_Esercizio breve_
Riscrivi come elenco numerato le righe delle voci a partire da quella che contiene "find the navy blue jersey" e fino alla fine delle voci, estremi inclusi, omettendo le righe vuote.

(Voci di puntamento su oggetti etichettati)
::::

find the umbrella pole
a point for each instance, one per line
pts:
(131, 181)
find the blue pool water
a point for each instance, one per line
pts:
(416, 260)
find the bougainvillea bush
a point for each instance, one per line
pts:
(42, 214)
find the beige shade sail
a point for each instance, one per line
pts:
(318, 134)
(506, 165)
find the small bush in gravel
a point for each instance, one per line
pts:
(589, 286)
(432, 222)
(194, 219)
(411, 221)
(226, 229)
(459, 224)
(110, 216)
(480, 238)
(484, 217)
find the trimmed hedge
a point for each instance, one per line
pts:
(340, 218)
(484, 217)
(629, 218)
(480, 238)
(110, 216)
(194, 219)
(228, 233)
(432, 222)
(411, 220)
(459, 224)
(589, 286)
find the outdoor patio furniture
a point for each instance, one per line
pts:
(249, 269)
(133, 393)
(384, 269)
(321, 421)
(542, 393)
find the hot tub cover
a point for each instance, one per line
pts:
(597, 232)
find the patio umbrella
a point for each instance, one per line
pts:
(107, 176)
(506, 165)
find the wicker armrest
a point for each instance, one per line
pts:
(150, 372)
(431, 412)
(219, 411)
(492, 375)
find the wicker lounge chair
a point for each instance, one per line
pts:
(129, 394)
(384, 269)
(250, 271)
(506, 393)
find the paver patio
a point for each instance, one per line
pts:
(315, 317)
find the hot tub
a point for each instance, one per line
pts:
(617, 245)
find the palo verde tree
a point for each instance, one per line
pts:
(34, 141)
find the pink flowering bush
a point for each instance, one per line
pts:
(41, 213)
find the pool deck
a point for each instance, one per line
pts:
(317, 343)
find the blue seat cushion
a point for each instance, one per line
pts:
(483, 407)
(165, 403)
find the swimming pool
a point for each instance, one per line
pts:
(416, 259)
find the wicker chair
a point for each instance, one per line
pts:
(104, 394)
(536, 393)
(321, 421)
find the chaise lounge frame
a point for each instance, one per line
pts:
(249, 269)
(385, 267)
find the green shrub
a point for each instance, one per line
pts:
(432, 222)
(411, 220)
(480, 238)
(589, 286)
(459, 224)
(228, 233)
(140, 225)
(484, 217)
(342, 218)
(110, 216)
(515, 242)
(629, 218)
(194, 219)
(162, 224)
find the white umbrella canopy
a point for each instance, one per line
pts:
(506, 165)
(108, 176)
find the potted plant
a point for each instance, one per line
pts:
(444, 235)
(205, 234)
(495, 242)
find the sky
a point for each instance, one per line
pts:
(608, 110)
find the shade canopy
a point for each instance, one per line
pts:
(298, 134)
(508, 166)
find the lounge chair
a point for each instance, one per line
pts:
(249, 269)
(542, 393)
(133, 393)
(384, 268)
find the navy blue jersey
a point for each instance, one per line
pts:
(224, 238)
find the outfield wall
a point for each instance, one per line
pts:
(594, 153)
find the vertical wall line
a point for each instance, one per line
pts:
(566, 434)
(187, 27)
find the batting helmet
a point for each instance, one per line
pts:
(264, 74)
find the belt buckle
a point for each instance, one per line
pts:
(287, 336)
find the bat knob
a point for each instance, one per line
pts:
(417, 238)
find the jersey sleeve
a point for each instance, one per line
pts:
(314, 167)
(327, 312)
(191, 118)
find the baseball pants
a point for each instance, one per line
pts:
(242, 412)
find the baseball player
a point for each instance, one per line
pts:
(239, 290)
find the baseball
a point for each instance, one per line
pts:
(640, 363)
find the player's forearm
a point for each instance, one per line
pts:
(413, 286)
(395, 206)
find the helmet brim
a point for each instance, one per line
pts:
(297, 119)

::::

_Soluzione_
1. find the navy blue jersey
2. a point for each instance, one per line
3. pts:
4. (224, 238)
5. find the outfield wall
6. a point for each instance, one per line
7. pts:
8. (594, 153)
9. find the vertical wall line
10. a point for each instance, one per line
11. pts:
12. (566, 434)
13. (187, 27)
14. find the batting helmet
15. a point for each instance, one per line
16. pts:
17. (264, 74)
18. find the belt buckle
19. a point for each instance, one per line
20. pts:
21. (287, 336)
22. find the bat knob
23. a point for each instance, one per line
24. pts:
25. (417, 238)
26. find the jersey sleeve
27. a point for each instance, one per line
28. pts:
29. (314, 167)
30. (327, 312)
31. (191, 118)
32. find the baseball pants
33. a point for each instance, one per line
34. pts:
35. (242, 412)
36. find the baseball player
37. a point for each instance, one per line
38. pts:
39. (239, 290)
40. find the baseball
41. a point for each instance, one per line
42. pts:
43. (640, 363)
44. find the player's forearm
45. a point for each instance, one per line
46. pts:
47. (413, 286)
48. (395, 206)
49. find the helmet brim
50. a point for each instance, one per line
51. pts:
52. (297, 119)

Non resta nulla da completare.